[YOUR OBJECTIVE] Return every line in the listing below that contains the word "spectator".

[INFORMATION GIVEN]

· · ·

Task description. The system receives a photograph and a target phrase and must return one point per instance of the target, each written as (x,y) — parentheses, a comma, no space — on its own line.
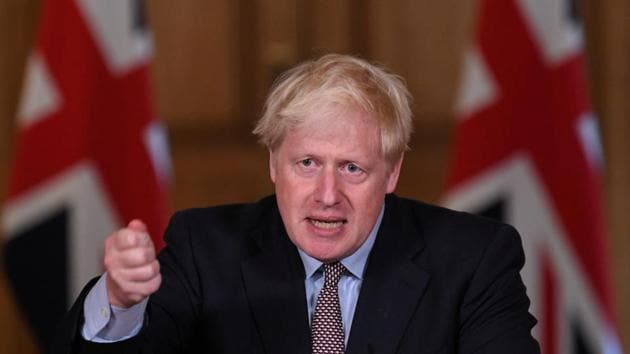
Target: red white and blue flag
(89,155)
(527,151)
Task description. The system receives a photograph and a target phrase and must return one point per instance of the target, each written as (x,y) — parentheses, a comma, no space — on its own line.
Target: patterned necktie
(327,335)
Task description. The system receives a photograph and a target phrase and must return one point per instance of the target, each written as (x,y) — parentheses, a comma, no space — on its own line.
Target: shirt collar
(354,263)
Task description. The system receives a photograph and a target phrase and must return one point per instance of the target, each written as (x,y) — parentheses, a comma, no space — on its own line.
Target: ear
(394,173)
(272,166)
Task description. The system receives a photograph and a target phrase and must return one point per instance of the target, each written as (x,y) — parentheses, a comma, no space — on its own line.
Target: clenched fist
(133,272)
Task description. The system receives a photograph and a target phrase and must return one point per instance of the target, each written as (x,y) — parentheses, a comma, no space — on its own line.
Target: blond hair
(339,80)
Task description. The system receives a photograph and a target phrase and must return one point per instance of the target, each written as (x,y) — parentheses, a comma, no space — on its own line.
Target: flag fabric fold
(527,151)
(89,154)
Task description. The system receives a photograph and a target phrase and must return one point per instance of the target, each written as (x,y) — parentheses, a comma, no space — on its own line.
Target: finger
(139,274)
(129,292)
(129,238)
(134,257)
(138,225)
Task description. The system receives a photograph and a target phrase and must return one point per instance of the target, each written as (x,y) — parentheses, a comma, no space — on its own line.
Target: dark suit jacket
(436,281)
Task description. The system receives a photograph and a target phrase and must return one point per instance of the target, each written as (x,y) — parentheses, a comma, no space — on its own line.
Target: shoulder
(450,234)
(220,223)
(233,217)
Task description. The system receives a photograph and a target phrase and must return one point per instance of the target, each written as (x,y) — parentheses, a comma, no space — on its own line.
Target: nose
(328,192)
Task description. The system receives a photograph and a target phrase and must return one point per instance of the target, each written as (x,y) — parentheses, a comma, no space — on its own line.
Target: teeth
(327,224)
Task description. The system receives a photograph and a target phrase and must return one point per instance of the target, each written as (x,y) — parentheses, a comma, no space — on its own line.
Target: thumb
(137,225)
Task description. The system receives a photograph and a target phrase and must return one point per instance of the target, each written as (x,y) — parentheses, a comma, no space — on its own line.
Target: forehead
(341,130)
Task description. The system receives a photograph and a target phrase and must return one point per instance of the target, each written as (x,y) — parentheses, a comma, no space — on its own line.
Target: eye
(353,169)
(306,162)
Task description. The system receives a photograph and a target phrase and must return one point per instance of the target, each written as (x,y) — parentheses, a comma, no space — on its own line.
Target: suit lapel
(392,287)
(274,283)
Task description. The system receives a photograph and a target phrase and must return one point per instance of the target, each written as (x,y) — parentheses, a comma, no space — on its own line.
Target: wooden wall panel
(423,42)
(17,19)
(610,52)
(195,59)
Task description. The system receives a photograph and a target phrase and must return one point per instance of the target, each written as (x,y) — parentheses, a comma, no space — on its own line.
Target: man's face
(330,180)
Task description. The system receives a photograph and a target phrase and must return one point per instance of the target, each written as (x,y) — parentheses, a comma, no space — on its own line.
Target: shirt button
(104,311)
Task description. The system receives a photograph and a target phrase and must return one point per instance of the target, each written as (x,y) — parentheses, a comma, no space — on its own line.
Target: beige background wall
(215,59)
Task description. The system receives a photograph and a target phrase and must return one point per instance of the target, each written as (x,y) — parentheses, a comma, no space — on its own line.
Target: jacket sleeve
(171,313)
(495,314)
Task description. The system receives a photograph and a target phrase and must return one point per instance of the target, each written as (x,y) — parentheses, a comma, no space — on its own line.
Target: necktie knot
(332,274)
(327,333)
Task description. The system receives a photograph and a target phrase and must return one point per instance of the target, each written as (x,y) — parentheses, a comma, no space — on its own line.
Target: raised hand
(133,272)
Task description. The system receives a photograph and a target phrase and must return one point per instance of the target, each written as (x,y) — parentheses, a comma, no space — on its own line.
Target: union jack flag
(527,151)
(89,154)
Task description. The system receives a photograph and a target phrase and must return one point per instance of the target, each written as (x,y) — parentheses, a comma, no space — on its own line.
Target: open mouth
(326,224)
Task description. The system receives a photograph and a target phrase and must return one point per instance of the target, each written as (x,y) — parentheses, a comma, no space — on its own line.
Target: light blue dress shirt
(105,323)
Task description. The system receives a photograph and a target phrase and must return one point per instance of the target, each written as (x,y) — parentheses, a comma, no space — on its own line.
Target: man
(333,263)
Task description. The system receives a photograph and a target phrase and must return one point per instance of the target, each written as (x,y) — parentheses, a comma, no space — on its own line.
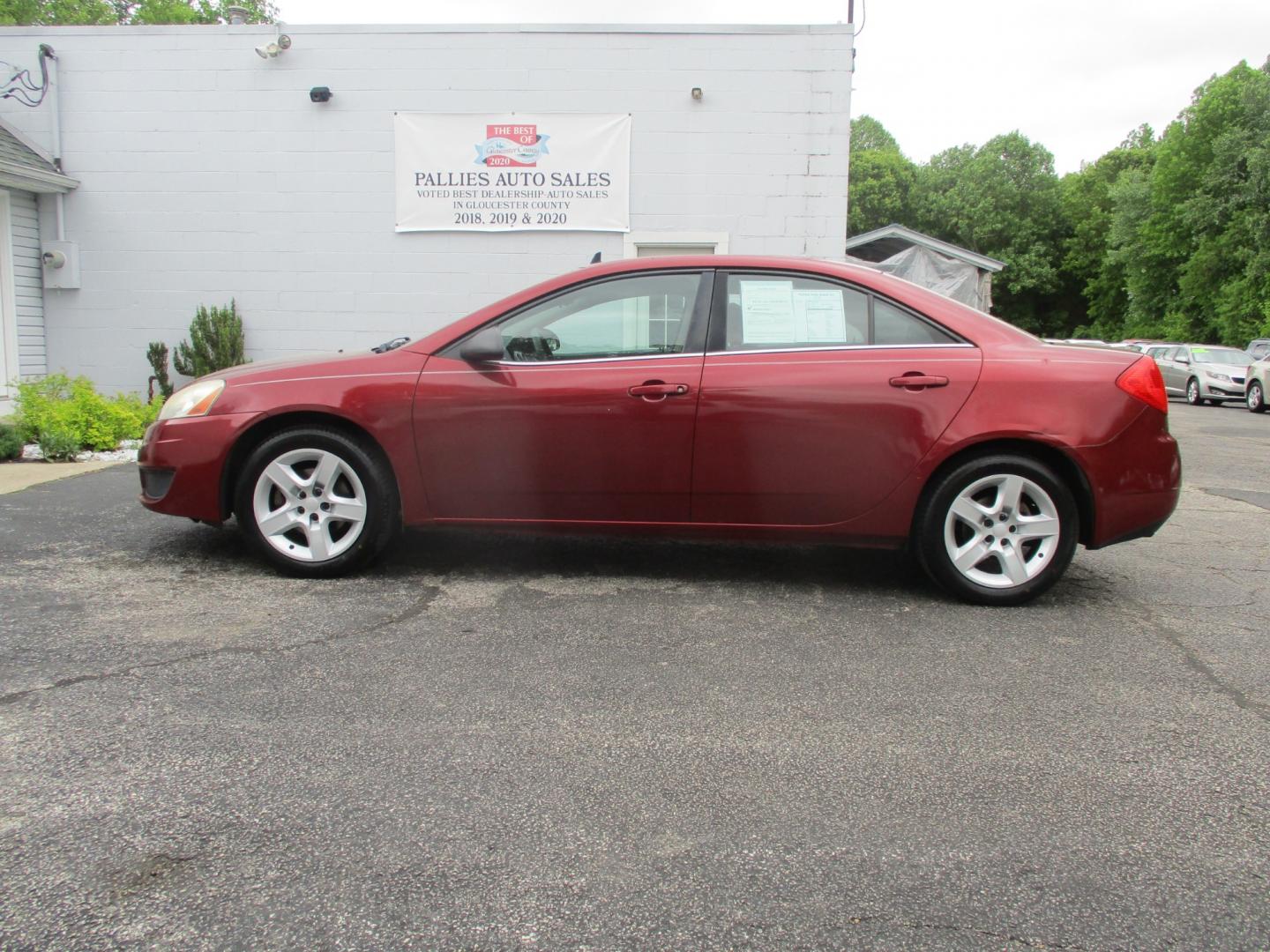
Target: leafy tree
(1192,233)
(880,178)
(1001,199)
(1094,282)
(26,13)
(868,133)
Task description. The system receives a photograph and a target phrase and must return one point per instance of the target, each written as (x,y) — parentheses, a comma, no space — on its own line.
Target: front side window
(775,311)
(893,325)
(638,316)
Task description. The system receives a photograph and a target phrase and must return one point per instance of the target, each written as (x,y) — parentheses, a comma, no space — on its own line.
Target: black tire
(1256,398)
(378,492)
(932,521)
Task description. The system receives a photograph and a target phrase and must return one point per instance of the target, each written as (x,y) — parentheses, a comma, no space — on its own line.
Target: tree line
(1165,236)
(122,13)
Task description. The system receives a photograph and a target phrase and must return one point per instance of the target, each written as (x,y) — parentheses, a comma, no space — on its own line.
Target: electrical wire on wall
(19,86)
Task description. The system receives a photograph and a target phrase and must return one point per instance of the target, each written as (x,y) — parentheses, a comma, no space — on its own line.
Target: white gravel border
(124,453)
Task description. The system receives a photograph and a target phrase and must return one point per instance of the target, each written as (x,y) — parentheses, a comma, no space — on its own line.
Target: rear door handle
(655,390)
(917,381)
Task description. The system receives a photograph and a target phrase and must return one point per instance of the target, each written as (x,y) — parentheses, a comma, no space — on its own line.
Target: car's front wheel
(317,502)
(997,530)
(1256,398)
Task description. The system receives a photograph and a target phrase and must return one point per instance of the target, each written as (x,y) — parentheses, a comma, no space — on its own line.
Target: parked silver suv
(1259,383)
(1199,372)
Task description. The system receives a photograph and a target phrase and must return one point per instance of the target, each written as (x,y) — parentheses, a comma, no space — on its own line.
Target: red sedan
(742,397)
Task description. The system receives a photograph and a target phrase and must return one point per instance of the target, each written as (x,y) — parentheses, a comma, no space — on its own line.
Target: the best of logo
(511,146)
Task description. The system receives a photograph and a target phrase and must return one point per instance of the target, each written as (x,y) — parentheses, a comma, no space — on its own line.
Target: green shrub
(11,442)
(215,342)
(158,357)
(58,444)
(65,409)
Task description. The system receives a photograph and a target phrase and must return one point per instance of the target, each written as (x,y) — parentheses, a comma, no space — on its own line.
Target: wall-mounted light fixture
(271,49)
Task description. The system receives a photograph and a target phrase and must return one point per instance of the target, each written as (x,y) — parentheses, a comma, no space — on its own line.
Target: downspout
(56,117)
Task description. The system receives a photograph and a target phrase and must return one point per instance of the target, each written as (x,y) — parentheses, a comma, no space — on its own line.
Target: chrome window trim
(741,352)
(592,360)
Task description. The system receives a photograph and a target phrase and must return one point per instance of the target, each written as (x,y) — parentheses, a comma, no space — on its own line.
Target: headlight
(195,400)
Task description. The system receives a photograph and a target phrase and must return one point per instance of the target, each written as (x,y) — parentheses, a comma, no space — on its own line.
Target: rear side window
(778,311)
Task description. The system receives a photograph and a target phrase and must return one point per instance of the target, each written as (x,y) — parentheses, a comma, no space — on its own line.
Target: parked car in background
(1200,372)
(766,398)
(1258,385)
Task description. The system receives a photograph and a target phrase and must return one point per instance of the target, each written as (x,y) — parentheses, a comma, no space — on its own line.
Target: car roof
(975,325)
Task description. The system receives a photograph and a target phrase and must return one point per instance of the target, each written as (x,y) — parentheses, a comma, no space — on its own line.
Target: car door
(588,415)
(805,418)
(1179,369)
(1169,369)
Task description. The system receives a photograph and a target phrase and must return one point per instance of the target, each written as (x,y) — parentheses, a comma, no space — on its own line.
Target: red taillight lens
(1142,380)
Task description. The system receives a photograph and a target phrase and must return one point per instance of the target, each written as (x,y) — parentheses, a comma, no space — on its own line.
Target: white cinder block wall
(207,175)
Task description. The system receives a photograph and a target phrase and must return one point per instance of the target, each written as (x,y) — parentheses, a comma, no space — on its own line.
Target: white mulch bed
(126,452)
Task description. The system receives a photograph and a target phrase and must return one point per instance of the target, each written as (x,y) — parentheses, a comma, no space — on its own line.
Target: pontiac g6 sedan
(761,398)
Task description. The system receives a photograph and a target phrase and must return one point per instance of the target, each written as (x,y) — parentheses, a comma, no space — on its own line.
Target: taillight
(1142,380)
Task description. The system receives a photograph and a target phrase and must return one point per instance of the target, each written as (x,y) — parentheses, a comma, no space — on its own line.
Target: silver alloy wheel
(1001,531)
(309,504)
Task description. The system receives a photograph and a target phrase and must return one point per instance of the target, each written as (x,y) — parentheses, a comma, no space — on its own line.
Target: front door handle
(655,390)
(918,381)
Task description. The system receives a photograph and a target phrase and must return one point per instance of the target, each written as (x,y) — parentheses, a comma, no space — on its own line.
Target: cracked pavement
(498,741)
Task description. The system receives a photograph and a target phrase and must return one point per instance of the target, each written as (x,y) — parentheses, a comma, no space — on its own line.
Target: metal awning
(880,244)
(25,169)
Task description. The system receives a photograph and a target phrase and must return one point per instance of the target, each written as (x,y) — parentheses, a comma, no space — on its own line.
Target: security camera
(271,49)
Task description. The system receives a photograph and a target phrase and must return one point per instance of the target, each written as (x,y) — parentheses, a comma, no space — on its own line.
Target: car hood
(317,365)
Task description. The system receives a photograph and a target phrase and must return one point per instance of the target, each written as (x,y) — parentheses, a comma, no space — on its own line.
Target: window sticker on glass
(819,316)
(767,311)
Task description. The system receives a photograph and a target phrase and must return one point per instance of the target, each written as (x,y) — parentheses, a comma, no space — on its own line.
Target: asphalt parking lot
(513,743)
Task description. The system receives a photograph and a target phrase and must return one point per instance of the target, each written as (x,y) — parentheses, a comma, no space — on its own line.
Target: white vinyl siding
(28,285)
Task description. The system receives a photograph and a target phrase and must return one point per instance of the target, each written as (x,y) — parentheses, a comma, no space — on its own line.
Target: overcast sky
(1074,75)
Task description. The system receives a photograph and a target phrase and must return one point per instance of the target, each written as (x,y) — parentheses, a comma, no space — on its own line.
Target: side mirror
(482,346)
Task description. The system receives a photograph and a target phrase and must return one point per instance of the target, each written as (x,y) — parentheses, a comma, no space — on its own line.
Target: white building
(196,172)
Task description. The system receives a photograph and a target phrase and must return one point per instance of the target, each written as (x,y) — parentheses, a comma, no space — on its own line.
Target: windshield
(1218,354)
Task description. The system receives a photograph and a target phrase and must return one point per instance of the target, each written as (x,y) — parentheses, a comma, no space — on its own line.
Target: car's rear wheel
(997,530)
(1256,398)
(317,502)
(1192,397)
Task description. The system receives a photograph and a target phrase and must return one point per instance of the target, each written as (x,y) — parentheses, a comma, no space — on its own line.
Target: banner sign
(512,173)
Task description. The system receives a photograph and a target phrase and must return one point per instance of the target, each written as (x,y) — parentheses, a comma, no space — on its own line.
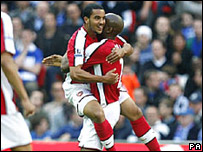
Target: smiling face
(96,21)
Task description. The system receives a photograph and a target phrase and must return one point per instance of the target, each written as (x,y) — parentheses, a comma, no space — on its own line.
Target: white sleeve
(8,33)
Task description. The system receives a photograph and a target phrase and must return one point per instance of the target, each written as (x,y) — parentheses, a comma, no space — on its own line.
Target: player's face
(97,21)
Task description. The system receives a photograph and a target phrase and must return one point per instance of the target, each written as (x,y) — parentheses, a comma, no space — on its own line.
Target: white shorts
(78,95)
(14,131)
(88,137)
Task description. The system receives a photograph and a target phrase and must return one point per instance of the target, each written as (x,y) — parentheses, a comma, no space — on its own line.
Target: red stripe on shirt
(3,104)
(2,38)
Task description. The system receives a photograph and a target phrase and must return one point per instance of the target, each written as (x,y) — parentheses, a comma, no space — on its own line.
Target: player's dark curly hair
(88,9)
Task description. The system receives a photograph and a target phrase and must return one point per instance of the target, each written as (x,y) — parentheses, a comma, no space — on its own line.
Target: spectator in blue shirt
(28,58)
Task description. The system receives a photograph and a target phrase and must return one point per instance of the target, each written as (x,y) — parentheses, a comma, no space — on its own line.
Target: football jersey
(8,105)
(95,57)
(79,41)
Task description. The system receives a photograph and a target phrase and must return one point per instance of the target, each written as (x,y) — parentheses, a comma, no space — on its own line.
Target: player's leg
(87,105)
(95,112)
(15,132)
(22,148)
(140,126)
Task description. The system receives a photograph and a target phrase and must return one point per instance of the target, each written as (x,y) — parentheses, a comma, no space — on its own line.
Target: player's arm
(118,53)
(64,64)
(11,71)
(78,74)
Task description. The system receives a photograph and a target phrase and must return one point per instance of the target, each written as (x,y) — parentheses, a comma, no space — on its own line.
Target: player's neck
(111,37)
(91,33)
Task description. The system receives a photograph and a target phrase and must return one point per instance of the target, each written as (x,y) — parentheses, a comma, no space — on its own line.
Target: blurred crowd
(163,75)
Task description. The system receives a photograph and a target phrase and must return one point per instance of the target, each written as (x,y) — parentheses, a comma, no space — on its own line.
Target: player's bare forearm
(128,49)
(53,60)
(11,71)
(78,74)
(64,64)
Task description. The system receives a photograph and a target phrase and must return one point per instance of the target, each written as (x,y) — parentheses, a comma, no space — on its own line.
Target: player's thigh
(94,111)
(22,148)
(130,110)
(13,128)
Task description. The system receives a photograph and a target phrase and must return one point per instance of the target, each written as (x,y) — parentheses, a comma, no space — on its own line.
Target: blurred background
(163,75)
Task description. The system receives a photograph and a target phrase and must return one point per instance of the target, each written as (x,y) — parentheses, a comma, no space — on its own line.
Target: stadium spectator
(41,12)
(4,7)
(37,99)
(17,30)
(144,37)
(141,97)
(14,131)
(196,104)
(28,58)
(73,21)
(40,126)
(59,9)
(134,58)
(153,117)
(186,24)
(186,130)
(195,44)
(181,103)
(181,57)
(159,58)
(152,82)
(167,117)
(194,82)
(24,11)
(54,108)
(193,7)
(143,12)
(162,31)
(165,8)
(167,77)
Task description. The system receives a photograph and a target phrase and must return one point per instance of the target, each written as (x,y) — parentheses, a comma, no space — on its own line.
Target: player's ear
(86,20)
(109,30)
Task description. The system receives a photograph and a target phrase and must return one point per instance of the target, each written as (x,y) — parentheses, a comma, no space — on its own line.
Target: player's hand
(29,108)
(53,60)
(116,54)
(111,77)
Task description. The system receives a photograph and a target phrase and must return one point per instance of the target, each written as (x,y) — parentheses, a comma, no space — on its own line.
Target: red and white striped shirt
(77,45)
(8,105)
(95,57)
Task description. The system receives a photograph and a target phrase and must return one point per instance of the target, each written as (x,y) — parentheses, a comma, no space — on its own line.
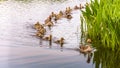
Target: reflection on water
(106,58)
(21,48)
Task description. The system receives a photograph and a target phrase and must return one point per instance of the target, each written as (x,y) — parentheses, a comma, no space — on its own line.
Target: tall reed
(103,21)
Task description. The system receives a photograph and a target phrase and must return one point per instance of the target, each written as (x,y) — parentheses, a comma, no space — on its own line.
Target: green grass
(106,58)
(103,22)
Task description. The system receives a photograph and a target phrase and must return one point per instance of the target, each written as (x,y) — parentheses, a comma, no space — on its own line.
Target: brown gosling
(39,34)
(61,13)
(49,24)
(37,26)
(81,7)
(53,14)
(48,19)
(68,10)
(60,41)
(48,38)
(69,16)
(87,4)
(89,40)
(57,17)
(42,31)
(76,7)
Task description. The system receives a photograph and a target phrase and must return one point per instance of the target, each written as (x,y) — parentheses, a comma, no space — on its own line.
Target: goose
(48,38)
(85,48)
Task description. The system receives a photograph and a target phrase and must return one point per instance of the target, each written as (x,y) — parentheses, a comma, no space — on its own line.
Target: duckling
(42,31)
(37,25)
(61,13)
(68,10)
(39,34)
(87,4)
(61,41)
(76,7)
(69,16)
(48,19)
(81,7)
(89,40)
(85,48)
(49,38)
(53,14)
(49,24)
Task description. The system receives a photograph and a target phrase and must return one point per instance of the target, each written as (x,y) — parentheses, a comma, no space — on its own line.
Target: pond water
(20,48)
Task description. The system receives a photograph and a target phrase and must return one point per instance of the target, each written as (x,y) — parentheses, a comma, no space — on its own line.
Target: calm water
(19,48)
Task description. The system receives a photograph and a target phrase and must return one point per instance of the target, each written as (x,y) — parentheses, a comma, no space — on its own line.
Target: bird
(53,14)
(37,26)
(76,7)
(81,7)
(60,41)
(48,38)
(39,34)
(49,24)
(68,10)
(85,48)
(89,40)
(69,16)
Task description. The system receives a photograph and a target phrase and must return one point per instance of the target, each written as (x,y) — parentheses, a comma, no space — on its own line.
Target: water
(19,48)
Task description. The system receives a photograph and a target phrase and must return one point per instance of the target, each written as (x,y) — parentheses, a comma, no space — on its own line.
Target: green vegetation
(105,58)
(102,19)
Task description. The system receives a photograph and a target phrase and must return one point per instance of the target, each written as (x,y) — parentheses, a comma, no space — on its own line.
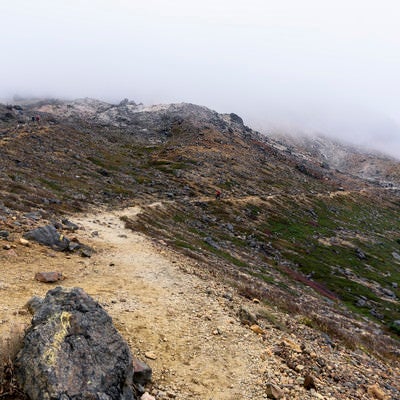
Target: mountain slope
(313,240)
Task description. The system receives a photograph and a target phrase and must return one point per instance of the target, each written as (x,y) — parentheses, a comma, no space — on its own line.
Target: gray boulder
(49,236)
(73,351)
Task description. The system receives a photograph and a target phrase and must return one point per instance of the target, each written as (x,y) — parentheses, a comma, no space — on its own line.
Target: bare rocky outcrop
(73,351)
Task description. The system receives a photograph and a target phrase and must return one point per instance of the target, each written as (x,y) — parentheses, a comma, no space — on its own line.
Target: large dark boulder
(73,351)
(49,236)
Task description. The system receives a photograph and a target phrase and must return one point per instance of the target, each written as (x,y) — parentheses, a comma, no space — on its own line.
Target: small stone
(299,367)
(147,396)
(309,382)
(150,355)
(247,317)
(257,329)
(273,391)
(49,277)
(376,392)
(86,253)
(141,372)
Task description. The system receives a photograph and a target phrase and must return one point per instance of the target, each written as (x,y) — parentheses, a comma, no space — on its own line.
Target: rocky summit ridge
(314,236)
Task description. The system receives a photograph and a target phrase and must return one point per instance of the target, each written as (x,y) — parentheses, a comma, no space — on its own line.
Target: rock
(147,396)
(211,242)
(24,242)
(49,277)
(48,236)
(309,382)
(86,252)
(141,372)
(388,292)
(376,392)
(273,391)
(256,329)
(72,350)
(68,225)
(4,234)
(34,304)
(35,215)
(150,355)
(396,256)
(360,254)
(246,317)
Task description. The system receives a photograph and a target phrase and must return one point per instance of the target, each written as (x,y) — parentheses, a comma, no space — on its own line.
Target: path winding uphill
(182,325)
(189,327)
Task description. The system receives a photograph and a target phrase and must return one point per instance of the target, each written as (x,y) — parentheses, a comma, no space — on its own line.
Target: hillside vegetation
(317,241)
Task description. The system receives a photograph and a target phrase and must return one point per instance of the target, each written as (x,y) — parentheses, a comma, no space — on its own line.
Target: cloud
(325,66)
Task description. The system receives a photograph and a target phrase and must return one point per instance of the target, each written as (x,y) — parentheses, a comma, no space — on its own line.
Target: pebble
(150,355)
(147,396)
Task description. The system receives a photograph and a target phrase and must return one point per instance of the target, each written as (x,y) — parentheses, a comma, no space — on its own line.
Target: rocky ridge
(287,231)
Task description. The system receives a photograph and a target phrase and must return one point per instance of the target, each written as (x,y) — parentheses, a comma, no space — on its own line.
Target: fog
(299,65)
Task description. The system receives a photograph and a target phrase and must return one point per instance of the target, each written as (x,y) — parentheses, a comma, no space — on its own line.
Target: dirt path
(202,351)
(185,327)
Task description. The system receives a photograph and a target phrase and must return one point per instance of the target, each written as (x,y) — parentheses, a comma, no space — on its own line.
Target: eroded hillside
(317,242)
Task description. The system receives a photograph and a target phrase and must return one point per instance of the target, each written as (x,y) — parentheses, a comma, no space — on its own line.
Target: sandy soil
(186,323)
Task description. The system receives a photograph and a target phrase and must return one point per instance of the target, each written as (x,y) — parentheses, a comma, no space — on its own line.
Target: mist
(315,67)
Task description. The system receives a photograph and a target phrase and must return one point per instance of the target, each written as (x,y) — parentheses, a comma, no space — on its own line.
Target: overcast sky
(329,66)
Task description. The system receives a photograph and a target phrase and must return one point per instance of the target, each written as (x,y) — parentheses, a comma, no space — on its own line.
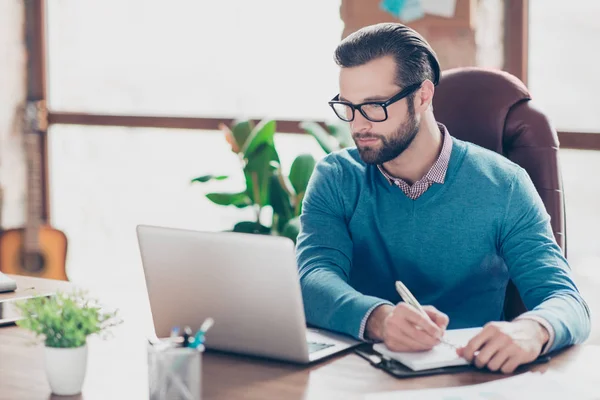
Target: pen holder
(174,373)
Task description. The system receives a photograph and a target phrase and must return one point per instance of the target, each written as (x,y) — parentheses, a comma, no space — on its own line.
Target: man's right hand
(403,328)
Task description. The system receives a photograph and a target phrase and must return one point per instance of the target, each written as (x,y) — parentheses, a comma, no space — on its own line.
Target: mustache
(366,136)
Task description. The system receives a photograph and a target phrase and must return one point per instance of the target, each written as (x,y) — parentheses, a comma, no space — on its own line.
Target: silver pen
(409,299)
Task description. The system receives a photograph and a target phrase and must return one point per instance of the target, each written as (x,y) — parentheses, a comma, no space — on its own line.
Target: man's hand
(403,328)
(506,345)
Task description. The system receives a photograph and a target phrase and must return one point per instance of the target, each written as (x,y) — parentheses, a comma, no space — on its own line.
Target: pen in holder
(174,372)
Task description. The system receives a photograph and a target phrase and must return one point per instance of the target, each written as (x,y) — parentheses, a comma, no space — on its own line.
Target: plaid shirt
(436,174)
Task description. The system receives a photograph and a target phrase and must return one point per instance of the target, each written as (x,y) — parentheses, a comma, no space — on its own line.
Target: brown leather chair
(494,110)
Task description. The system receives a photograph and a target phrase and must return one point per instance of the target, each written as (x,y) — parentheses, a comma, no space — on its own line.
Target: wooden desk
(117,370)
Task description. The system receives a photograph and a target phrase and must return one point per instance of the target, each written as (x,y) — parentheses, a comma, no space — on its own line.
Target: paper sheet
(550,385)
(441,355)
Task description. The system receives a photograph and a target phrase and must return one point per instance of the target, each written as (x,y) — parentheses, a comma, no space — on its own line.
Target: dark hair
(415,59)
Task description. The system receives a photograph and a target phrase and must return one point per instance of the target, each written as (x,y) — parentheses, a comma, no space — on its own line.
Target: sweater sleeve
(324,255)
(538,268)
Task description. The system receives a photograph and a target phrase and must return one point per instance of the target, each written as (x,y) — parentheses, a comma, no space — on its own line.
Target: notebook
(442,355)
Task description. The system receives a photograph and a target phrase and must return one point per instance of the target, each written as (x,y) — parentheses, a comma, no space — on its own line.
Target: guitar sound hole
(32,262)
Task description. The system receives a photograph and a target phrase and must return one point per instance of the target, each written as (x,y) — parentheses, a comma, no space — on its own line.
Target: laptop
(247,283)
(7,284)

· · ·

[FINAL RESULT]
Target: spectator in blue shirt
Target: stadium spectator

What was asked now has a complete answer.